- What you need to do -
A. In the pull request, which databases does the change currently work with?
B. Retype the part of the pull request between "Conversation" and "is being updated.", inclusive.

Skip to content
This repository was archived by the owner on Mar 24, 2026. It is now read-only.

[WIP] More robust Updates verification#2536

Closed
knewmanTE wants to merge 17 commits intoTechEmpower:masterfrom
knewmanTE:more-robust-updates-verification
Closed

[WIP] More robust Updates verification#2536
knewmanTE wants to merge 17 commits intoTechEmpower:masterfrom
knewmanTE:more-robust-updates-verification

Conversation

@knewmanTE
Copy link
Copy Markdown
Contributor

Currently, our verification for the /updates endpoints is the same as the /queries endpoints, so it is checking for properly formatted JSON, but doesn't actually do any checks to confirm that the database itself is being updated.

This pull request, which currently works with MySQL, Postgres, and MongoDB, pulls a current copy of the relevant World table and compares the updated values with their previously stored values. It throws a FAIL if none of them have been updated, a PASS if all of them have been updated, and a WARN if more then 5% of them remain unchanged. The reason for this 5% is to allow for the 1 in 10,000 chance that an entry is updated to the same value it previously held.

@knewmanTE knewmanTE changed the title More robust updates verification More robust Updates verification Jan 31, 2017
@knewmanTE
Copy link
Copy Markdown
Contributor Author

Initial Travis test seems to indicate that Elixer/Phoenix isn't updating the Postgres database properly.

@knewmanTE
Copy link
Copy Markdown
Contributor Author

Java/curacao fail seems unrelated, given that it doesn't have any database tests. Possibly related to the apt-get key error that we occasionally get on Travis?

- Recorded information -
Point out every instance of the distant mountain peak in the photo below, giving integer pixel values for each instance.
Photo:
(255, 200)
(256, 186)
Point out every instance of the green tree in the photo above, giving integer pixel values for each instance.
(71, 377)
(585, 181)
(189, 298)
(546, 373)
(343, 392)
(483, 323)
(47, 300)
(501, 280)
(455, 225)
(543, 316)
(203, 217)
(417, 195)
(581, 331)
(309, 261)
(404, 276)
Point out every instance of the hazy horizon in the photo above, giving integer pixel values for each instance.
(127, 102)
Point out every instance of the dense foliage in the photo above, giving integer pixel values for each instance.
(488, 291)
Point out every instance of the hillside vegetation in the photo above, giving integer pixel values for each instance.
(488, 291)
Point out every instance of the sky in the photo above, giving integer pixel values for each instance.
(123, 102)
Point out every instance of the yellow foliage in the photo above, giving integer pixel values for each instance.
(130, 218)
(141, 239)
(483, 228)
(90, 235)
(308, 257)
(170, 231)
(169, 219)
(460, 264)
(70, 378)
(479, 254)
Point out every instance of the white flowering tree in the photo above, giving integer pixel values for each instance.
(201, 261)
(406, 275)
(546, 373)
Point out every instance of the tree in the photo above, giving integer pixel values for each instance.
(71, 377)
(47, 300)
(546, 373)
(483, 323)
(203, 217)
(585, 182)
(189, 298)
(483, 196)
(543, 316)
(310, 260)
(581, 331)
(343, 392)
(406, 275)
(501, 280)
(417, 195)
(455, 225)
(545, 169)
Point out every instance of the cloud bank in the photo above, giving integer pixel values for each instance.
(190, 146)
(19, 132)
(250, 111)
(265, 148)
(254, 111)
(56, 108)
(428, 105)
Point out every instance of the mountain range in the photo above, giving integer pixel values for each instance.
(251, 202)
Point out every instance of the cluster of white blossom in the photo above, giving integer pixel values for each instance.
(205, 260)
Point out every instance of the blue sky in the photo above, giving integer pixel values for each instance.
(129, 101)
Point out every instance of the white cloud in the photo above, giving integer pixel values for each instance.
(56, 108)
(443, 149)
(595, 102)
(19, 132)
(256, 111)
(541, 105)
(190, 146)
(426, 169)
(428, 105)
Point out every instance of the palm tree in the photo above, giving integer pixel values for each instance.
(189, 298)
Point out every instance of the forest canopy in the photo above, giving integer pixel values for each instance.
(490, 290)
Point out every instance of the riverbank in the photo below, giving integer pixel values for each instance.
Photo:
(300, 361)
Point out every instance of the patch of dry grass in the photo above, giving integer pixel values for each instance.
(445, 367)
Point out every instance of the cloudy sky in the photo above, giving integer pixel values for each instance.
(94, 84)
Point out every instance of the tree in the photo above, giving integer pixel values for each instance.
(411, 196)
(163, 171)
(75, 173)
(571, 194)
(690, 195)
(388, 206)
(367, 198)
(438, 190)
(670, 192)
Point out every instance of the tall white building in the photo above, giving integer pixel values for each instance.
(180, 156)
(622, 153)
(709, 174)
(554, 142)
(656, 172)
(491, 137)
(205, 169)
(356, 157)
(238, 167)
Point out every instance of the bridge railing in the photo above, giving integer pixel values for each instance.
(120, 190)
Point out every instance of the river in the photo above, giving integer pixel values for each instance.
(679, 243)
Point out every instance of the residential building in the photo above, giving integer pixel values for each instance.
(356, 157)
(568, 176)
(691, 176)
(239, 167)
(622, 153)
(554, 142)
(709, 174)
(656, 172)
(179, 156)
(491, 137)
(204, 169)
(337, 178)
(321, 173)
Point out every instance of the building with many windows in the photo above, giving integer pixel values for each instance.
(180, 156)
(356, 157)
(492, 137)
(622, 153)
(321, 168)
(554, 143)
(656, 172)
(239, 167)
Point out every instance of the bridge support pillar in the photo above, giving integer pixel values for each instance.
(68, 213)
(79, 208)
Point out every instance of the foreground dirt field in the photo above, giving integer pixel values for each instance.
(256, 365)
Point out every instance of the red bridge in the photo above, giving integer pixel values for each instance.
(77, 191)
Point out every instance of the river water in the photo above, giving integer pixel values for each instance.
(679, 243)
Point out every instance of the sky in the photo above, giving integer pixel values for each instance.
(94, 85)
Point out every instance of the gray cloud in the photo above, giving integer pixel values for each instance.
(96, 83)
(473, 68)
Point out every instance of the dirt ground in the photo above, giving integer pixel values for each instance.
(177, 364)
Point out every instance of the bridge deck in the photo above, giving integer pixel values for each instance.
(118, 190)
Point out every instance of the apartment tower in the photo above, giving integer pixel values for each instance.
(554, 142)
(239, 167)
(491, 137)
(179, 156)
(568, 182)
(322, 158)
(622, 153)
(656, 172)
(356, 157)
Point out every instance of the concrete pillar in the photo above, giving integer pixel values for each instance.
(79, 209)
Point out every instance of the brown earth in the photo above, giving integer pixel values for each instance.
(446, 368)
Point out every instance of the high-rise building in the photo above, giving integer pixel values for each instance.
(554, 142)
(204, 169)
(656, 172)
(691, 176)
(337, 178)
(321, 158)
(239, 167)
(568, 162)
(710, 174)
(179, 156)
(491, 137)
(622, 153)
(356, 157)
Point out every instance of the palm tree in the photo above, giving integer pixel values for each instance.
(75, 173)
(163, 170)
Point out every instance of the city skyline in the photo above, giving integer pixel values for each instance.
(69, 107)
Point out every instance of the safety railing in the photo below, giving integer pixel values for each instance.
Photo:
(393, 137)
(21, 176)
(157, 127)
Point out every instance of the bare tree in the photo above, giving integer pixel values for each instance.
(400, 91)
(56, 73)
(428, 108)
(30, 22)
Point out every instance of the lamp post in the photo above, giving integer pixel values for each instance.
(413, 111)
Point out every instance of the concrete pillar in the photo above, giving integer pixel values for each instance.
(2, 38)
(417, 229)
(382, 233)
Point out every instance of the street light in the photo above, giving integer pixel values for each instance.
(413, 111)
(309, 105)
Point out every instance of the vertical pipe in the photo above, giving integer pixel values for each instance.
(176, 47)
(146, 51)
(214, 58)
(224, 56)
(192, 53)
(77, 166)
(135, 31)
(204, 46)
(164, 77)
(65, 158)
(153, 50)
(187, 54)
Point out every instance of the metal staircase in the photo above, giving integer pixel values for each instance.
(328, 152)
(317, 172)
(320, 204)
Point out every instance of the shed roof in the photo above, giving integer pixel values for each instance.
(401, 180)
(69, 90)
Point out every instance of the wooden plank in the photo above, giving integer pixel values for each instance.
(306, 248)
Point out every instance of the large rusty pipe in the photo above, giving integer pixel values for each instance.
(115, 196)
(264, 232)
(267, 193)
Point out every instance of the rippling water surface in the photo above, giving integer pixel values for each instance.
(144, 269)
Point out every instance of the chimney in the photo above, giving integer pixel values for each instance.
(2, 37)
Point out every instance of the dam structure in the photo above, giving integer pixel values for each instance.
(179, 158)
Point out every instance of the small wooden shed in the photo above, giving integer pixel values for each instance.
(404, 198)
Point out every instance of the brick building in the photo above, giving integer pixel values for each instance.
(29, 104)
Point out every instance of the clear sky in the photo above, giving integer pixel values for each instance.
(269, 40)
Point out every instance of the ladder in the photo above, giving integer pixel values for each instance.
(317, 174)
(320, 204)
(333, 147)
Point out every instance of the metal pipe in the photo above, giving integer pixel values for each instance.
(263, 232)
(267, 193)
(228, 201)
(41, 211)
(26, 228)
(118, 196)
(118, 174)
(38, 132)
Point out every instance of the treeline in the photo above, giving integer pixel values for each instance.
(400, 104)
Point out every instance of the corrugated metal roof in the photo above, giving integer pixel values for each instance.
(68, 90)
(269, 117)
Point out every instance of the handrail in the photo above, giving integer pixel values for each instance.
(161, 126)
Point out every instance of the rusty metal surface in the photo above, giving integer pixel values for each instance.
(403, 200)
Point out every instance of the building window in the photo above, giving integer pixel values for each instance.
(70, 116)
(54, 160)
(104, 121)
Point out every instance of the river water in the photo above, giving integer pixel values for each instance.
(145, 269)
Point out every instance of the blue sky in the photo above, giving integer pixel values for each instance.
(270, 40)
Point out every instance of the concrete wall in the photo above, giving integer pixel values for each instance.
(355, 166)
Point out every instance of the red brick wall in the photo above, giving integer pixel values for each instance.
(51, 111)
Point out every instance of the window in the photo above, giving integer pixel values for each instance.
==
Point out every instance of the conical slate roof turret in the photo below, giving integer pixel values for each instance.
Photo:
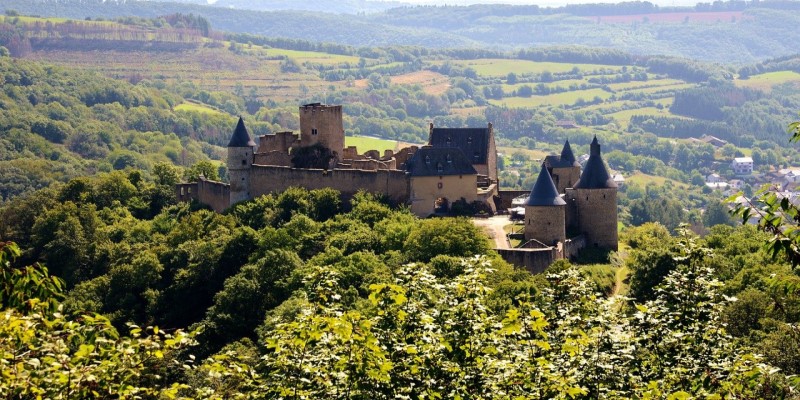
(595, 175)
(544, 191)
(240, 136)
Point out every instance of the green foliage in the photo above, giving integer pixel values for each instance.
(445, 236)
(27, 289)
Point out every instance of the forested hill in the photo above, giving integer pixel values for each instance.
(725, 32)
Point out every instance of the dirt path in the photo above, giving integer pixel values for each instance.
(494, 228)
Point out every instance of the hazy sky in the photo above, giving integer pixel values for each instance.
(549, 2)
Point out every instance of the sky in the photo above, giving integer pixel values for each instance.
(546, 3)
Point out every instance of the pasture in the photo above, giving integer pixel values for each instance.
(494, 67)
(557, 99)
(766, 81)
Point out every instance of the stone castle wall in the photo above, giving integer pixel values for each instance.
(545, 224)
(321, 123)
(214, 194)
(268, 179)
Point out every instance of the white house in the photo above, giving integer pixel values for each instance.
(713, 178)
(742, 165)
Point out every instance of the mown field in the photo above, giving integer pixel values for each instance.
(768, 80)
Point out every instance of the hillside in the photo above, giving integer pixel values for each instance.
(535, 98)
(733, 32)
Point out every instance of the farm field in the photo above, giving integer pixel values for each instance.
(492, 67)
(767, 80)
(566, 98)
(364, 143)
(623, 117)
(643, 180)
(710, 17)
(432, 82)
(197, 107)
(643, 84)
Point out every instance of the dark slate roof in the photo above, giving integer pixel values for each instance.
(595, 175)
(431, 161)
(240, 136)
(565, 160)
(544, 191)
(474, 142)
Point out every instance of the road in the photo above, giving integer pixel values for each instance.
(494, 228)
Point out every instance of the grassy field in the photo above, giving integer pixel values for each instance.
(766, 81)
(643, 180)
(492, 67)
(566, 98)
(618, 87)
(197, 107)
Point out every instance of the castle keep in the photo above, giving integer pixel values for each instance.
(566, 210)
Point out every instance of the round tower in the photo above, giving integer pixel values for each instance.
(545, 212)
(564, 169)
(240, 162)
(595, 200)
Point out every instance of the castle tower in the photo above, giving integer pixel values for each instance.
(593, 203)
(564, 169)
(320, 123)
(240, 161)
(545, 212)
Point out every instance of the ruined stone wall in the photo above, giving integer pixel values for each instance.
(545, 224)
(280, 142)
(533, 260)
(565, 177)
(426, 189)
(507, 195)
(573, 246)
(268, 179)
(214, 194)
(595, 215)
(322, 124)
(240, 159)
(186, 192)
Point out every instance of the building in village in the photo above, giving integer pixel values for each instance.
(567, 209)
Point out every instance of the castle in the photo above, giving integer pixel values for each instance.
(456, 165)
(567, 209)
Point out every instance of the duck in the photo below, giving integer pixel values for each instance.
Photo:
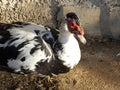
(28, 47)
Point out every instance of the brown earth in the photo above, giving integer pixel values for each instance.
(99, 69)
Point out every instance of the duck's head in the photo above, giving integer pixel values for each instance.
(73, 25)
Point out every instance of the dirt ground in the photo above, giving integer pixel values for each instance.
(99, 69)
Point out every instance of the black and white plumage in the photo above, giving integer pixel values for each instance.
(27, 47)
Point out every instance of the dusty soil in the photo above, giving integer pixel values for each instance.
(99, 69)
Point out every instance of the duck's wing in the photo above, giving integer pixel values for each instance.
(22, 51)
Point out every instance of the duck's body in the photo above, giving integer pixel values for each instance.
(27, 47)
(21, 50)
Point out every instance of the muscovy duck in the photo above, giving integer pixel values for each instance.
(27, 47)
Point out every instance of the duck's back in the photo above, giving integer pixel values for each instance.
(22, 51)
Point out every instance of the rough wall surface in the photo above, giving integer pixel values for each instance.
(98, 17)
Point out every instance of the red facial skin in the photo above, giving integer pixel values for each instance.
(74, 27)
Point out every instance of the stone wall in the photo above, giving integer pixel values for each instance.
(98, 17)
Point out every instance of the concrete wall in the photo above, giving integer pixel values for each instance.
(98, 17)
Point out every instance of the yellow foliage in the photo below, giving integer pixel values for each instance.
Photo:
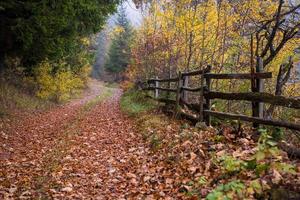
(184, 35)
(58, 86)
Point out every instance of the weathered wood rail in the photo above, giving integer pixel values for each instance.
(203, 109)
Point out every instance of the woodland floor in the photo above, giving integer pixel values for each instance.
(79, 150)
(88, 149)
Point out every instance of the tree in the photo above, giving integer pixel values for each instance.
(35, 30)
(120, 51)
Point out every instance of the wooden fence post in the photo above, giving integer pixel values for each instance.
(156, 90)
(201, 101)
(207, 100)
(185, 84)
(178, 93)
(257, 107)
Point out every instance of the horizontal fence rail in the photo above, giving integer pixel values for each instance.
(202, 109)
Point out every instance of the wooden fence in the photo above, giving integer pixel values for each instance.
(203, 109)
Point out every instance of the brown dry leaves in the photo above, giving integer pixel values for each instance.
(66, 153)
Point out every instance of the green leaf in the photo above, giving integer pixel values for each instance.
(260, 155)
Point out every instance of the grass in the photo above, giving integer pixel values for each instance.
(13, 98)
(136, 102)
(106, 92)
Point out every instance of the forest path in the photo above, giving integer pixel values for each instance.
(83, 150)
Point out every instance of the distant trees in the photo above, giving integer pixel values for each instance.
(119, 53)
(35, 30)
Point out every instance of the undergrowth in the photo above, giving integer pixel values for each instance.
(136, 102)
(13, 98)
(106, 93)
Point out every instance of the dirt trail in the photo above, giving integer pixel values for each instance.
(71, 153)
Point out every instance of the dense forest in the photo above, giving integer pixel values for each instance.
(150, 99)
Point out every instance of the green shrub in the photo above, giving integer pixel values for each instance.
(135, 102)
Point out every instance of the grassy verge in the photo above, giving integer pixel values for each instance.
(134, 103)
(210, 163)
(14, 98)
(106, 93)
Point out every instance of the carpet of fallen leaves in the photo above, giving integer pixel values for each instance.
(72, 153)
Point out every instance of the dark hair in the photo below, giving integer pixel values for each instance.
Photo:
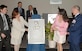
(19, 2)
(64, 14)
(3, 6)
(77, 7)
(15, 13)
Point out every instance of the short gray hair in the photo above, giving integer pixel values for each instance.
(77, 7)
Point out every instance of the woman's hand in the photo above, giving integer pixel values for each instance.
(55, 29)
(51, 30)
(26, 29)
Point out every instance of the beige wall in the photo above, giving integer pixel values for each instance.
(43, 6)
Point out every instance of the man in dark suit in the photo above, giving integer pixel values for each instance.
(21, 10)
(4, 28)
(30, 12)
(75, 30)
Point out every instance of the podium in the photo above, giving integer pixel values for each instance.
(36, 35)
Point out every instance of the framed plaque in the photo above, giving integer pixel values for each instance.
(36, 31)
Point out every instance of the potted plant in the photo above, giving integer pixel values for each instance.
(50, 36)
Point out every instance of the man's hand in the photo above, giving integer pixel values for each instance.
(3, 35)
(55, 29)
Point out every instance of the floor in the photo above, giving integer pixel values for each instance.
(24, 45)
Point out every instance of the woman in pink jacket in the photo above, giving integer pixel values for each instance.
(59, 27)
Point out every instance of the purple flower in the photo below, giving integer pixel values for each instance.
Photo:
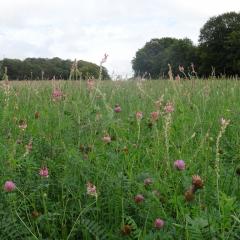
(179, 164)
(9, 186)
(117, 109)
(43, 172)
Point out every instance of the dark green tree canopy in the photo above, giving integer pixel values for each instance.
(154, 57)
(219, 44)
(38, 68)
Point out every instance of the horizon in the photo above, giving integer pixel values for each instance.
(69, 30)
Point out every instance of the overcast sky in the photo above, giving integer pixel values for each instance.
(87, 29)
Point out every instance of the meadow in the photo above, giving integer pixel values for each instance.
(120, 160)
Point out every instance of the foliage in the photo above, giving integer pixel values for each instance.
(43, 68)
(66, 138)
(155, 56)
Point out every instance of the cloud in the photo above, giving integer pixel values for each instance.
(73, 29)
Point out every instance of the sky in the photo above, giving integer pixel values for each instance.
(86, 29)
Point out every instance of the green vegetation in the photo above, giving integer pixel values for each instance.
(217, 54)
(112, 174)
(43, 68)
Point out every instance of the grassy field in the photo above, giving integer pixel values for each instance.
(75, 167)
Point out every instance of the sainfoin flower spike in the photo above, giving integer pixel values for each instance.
--
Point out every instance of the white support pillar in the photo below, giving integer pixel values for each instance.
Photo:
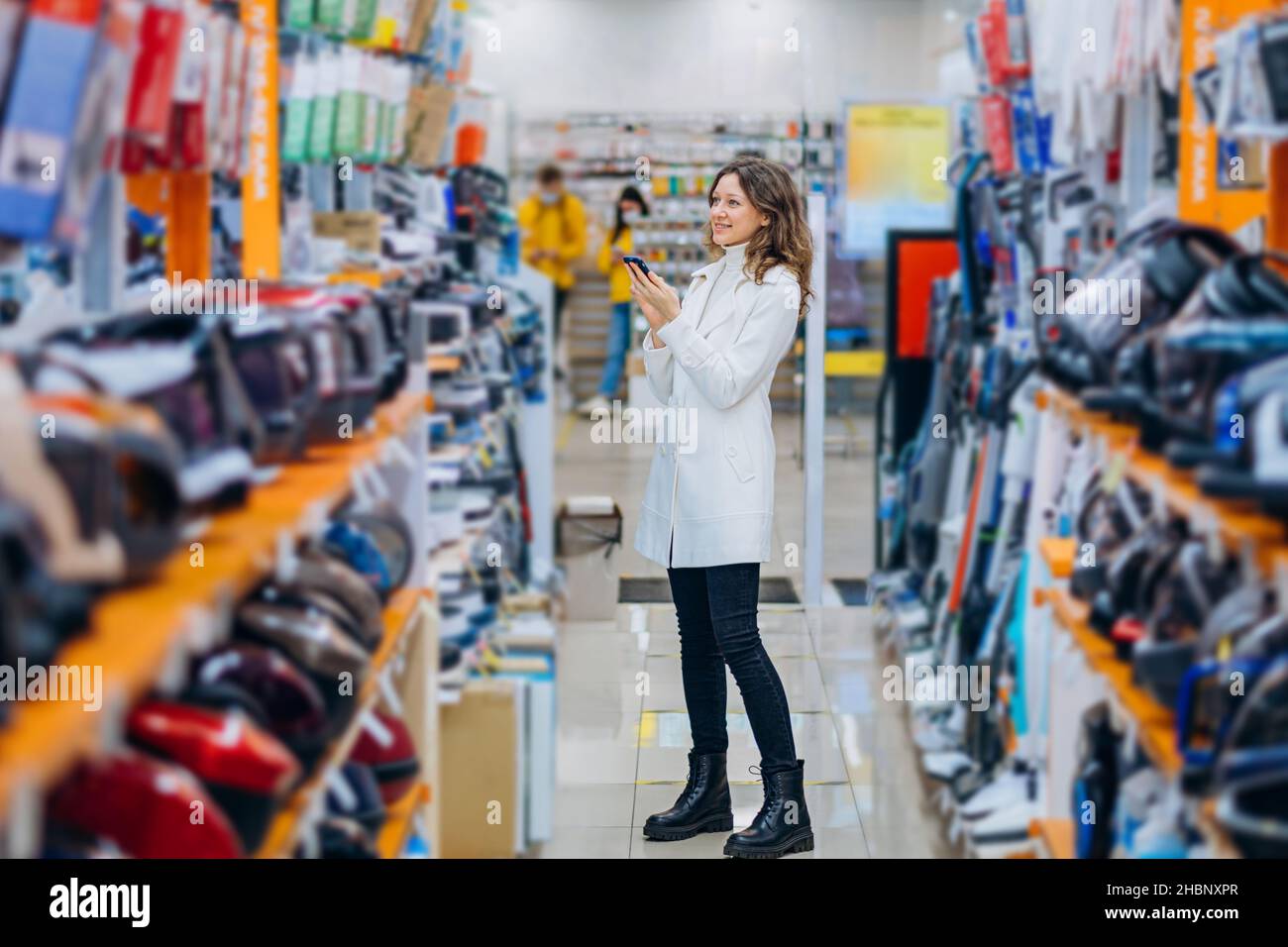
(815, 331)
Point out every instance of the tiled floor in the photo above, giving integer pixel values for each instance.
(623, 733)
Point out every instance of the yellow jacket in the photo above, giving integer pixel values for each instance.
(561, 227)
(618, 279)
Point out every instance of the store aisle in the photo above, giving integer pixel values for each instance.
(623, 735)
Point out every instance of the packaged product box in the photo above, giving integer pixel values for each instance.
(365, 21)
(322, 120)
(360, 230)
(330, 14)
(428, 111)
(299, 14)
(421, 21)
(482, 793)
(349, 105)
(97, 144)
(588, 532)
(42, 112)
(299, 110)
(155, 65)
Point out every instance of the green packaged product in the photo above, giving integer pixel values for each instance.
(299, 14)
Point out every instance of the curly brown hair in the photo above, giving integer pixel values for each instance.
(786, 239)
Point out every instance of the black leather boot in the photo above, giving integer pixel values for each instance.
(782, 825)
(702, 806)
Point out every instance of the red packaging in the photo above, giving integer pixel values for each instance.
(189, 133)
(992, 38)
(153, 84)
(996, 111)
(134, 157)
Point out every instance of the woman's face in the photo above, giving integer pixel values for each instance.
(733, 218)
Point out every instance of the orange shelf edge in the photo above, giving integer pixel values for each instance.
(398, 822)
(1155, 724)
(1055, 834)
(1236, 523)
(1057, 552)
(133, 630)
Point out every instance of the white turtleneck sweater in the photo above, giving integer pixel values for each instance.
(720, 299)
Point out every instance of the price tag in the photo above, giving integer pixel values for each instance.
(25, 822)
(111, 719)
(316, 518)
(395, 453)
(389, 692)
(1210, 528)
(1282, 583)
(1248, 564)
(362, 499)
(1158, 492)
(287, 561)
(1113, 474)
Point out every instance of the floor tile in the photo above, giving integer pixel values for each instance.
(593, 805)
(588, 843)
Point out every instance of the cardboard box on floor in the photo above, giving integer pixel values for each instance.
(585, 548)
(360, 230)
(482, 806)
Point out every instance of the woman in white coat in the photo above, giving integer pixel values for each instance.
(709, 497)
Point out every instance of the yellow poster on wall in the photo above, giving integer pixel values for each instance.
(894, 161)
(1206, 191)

- Task-by-task solutions -
A. MySQL, Postgres, and MongoDB.

B.
Conversation

@knewmanTE
Copy link
Copy Markdown
Contributor

Currently, our verification for the /updates endpoints is the same as the /queries endpoints, so it is checking for properly formatted JSON, but doesn't actually do any checks to confirm that the database itself is being updated.